▶ **What is being asked**
All of the lines below should be printed again exactly as they are.

▶ **Data to process**
* * * *

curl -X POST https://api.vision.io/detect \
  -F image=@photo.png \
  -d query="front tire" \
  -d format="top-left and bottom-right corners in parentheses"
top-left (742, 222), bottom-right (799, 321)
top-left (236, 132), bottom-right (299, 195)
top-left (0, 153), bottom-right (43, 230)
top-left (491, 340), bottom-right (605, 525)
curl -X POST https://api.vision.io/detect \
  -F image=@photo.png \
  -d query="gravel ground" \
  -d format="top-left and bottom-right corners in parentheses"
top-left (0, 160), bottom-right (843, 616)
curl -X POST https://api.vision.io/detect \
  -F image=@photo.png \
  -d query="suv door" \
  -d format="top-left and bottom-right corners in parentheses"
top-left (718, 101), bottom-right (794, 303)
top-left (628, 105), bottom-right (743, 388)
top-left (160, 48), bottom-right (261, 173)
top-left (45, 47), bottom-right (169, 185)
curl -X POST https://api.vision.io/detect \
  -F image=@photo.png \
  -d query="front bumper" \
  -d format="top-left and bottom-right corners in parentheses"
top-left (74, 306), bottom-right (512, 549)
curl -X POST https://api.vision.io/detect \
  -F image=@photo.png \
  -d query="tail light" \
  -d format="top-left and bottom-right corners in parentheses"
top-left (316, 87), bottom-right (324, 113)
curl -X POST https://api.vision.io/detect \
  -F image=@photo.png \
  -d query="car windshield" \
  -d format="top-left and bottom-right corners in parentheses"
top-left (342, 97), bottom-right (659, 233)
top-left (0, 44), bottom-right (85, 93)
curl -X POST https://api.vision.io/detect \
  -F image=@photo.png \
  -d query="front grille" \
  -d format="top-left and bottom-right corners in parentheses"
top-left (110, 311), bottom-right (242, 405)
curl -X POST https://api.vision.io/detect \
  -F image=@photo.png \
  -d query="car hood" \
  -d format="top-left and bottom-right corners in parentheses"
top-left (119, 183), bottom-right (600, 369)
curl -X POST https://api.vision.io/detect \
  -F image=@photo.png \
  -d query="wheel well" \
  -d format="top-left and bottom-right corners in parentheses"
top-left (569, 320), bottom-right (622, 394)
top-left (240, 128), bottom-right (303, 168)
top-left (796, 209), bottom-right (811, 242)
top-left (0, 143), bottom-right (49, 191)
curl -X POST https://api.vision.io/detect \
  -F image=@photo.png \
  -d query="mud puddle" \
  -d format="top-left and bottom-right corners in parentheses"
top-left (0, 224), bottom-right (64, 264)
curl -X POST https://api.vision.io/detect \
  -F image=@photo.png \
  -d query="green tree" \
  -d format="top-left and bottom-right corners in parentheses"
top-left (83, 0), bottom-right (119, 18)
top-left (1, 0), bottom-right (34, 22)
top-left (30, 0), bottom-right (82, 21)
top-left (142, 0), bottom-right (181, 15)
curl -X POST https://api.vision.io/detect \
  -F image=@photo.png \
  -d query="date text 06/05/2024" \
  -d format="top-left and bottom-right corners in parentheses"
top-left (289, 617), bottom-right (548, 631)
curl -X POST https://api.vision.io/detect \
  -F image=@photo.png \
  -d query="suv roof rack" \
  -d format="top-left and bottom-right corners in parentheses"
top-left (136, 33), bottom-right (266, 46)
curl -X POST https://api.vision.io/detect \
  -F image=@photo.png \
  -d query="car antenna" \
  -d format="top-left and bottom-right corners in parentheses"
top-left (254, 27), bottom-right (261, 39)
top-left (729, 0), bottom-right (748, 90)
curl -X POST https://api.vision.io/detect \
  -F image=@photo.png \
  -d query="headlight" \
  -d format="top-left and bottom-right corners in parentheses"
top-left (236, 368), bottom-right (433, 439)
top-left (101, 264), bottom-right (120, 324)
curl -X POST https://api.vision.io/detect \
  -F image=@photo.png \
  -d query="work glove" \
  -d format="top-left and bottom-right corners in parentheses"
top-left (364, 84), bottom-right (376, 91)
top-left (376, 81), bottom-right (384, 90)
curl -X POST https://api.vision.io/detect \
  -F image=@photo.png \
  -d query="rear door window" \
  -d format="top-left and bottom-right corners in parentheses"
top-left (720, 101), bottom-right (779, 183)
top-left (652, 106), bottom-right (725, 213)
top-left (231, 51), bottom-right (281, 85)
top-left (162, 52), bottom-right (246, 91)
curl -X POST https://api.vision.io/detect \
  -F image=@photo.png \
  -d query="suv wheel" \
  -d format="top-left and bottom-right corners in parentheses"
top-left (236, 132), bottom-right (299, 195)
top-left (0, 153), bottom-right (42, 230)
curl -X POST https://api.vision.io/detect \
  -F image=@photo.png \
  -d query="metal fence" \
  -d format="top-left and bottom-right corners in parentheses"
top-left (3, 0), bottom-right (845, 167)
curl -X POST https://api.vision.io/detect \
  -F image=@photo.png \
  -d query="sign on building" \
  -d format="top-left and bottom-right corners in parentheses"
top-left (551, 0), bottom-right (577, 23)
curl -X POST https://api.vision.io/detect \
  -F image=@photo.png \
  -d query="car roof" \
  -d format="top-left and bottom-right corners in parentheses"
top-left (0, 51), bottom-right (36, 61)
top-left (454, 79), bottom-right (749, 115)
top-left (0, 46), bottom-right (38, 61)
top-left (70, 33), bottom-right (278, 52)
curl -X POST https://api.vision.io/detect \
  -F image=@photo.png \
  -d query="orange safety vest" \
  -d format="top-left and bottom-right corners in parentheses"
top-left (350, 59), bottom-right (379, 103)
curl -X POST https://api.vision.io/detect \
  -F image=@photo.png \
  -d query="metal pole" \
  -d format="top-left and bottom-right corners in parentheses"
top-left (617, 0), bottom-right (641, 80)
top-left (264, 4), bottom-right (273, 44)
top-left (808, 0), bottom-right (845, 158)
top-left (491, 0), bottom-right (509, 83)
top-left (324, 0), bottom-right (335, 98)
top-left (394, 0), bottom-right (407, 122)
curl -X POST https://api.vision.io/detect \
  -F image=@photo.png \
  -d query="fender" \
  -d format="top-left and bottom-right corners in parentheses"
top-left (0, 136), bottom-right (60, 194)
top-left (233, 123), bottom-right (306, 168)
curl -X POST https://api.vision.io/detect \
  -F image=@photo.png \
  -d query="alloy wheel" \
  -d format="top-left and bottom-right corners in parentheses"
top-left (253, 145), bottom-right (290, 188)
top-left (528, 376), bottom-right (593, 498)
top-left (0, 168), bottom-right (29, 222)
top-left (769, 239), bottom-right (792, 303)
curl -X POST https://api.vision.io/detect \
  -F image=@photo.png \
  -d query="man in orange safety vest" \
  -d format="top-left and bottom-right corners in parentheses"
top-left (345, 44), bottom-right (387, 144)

* * * *

▶ **Answer space**
curl -X POST https://api.vision.io/detect \
  -F image=@photo.png \
  -d query="front tire" \
  -d format="top-left and bottom-right corners in parentheses"
top-left (742, 222), bottom-right (799, 321)
top-left (236, 132), bottom-right (299, 195)
top-left (0, 153), bottom-right (43, 230)
top-left (491, 340), bottom-right (605, 525)
curl -X POST https://api.vision.io/detect \
  -F image=@photo.png \
  -d query="gravel ground" \
  -d format="top-left and bottom-right corners in parentheses"
top-left (0, 160), bottom-right (843, 616)
curl -X POST https://api.vision.io/detect \
  -F image=@photo.png \
  -d query="suv door" \
  -d format="top-left and bottom-right corners in parentheses"
top-left (718, 101), bottom-right (794, 303)
top-left (628, 105), bottom-right (743, 388)
top-left (160, 48), bottom-right (261, 173)
top-left (45, 47), bottom-right (169, 185)
curl -X POST https://api.vision.io/detect \
  -F image=@photo.png \
  -d query="front bumper" \
  -d format="top-left and bottom-right corners in parentheses"
top-left (74, 306), bottom-right (512, 549)
curl -X POST https://api.vision.io/detect \
  -F image=@photo.png \
  -d query="tail light" \
  -d format="top-left and bottom-right corners in parentheses"
top-left (316, 87), bottom-right (324, 113)
curl -X POST https://api.vision.io/detect \
  -F image=@photo.png \
  -d query="car windshield" \
  -d format="top-left and bottom-right corners in parentheses"
top-left (342, 97), bottom-right (659, 233)
top-left (0, 44), bottom-right (85, 93)
curl -X POST https://api.vision.io/detect \
  -F image=@photo.png \
  -d query="front grille" \
  -d format="top-left and bottom-right corners in parentheses"
top-left (110, 311), bottom-right (242, 405)
curl -X POST https://api.vision.io/detect \
  -F image=@photo.png \
  -d query="car hood" \
  -d format="top-left and bottom-right corners in parentheses"
top-left (119, 183), bottom-right (600, 369)
curl -X POST https://api.vision.io/detect \
  -F image=@photo.png \
  -d query="wheel well" \
  -d format="top-left and bottom-right corners in parentheses"
top-left (569, 320), bottom-right (622, 394)
top-left (240, 128), bottom-right (303, 168)
top-left (796, 209), bottom-right (811, 242)
top-left (0, 143), bottom-right (49, 191)
curl -X POST https://api.vision.io/detect \
  -F image=@photo.png \
  -d query="mud puddle" \
  -d format="top-left and bottom-right corners in parentheses"
top-left (0, 224), bottom-right (64, 264)
curl -X POST https://api.vision.io/detect \
  -F image=@photo.png \
  -d query="green tree" \
  -d format="top-left and bottom-right corners in parentheses"
top-left (83, 0), bottom-right (119, 18)
top-left (1, 0), bottom-right (34, 22)
top-left (30, 0), bottom-right (82, 21)
top-left (142, 0), bottom-right (181, 15)
curl -X POST https://api.vision.io/detect \
  -F image=@photo.png \
  -d query="date text 06/05/2024" \
  -d format="top-left and bottom-right corners in parentheses"
top-left (289, 617), bottom-right (548, 631)
curl -X POST https://api.vision.io/detect \
  -F image=@photo.png \
  -d query="suv roof rack" \
  -d format="top-left and bottom-right corners in parentheses"
top-left (136, 33), bottom-right (266, 46)
curl -X POST https://api.vision.io/detect \
  -F image=@photo.png \
  -d query="car antenna" \
  -d format="top-left and bottom-right corners in parentheses"
top-left (254, 27), bottom-right (261, 39)
top-left (729, 0), bottom-right (748, 90)
curl -X POST https://api.vision.io/detect \
  -F image=@photo.png \
  -d query="headlight" \
  -d format="top-left and bottom-right corners in parentheses"
top-left (236, 368), bottom-right (433, 439)
top-left (101, 264), bottom-right (120, 324)
curl -X POST https://api.vision.io/detect \
  -F image=@photo.png \
  -d query="work glove" \
  -d format="top-left and bottom-right corners in parentheses"
top-left (364, 84), bottom-right (376, 91)
top-left (376, 81), bottom-right (384, 90)
curl -X POST https://api.vision.io/detect \
  -F image=@photo.png \
  -d query="rear door window" \
  -d format="top-left and bottom-right corners in parentheses"
top-left (720, 101), bottom-right (779, 183)
top-left (652, 106), bottom-right (725, 213)
top-left (231, 51), bottom-right (281, 85)
top-left (162, 52), bottom-right (246, 91)
curl -X POST https://api.vision.io/detect \
  -F image=@photo.png \
  -d query="suv wheel" \
  -d format="top-left and bottom-right corners in parentheses"
top-left (236, 132), bottom-right (299, 195)
top-left (0, 153), bottom-right (42, 230)
curl -X POST https://api.vision.io/detect \
  -F image=@photo.png \
  -d query="metal fence" \
  -d format="top-left and bottom-right corners in parentheses"
top-left (3, 0), bottom-right (845, 167)
curl -X POST https://api.vision.io/detect \
  -F image=@photo.png \
  -d query="sign on building" \
  -d format="top-left and bottom-right corners in parentheses"
top-left (551, 0), bottom-right (577, 23)
curl -X POST https://api.vision.io/detect \
  -F image=@photo.png \
  -d query="car roof" \
  -d format="top-left and bottom-right corners in parentheses"
top-left (0, 51), bottom-right (36, 61)
top-left (454, 79), bottom-right (749, 115)
top-left (0, 46), bottom-right (38, 61)
top-left (70, 33), bottom-right (278, 52)
curl -X POST https://api.vision.io/detect \
  -F image=@photo.png \
  -d query="orange safety vest" \
  -d format="top-left and bottom-right corners in parentheses"
top-left (350, 59), bottom-right (379, 103)
curl -X POST https://api.vision.io/detect \
  -F image=@photo.png \
  -d query="metal pole" \
  -d format="top-left and bottom-right corners in parentheses"
top-left (617, 0), bottom-right (641, 80)
top-left (264, 4), bottom-right (273, 44)
top-left (808, 0), bottom-right (845, 158)
top-left (491, 0), bottom-right (509, 83)
top-left (324, 0), bottom-right (335, 98)
top-left (394, 0), bottom-right (407, 122)
curl -X POST https://api.vision.io/detect \
  -F image=@photo.png \
  -d query="fender" \
  -d format="top-left and bottom-right corners in parentheses"
top-left (0, 136), bottom-right (60, 194)
top-left (233, 123), bottom-right (306, 168)
curl -X POST https://api.vision.io/detect \
  -F image=@photo.png \
  -d query="alloy wheel" \
  -d format="top-left and bottom-right corners in parentheses"
top-left (253, 145), bottom-right (290, 188)
top-left (528, 376), bottom-right (593, 498)
top-left (0, 168), bottom-right (29, 222)
top-left (769, 239), bottom-right (792, 303)
curl -X POST https://api.vision.io/detect \
  -F image=@photo.png \
  -d query="man in orange safety vest" \
  -d format="top-left and bottom-right corners in parentheses"
top-left (345, 44), bottom-right (387, 144)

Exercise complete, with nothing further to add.